(Collected data)
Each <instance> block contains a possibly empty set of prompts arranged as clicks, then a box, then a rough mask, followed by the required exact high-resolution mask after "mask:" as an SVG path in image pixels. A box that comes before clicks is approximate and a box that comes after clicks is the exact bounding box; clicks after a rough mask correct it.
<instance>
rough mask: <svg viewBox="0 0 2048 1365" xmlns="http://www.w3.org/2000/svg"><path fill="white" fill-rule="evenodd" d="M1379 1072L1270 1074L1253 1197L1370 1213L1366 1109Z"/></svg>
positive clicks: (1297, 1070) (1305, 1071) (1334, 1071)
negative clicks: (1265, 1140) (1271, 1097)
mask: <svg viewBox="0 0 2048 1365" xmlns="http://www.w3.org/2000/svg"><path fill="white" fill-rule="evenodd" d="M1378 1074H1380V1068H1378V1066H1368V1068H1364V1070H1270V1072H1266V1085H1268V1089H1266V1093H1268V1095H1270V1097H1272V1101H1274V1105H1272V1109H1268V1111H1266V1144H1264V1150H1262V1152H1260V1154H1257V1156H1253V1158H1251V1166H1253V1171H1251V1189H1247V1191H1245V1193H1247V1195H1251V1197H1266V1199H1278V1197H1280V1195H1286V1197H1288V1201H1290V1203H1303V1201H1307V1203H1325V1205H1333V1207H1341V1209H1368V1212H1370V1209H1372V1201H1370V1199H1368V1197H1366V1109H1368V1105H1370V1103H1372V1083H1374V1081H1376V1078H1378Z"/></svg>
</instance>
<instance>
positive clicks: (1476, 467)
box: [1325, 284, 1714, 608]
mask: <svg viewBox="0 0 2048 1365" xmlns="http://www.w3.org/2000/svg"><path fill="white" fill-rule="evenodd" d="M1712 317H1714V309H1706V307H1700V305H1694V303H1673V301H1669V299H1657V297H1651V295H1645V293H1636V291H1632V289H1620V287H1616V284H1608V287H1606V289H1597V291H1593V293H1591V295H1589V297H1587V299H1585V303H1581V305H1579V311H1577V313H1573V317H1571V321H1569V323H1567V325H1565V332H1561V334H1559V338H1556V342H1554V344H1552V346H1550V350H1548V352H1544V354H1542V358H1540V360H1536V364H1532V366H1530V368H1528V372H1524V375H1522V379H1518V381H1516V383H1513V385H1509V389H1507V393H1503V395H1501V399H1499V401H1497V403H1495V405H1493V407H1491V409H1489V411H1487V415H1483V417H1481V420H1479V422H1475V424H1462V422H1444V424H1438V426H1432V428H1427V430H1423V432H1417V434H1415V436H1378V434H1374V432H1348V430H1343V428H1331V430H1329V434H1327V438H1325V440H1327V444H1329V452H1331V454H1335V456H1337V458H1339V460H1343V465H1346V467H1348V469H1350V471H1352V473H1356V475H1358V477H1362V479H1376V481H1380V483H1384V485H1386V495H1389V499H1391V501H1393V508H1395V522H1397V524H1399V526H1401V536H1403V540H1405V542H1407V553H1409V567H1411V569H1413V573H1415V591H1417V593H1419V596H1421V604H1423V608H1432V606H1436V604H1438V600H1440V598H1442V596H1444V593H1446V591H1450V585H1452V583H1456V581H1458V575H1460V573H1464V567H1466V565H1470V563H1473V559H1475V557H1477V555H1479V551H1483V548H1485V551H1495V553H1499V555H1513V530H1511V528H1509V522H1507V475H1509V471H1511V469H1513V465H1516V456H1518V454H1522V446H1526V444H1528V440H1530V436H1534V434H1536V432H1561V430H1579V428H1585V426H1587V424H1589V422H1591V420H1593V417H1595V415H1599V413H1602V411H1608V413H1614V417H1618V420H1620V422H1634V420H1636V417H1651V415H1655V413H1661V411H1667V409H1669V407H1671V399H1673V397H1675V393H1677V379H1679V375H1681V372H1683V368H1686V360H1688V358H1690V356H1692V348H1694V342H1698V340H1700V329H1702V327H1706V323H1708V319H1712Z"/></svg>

▶ _WORK TO BE COMPLETED_
Make a tally of the lines in this data that include the string "instance", and answer with that tally alone.

▶ _RESPONSE TO THE TASK_
4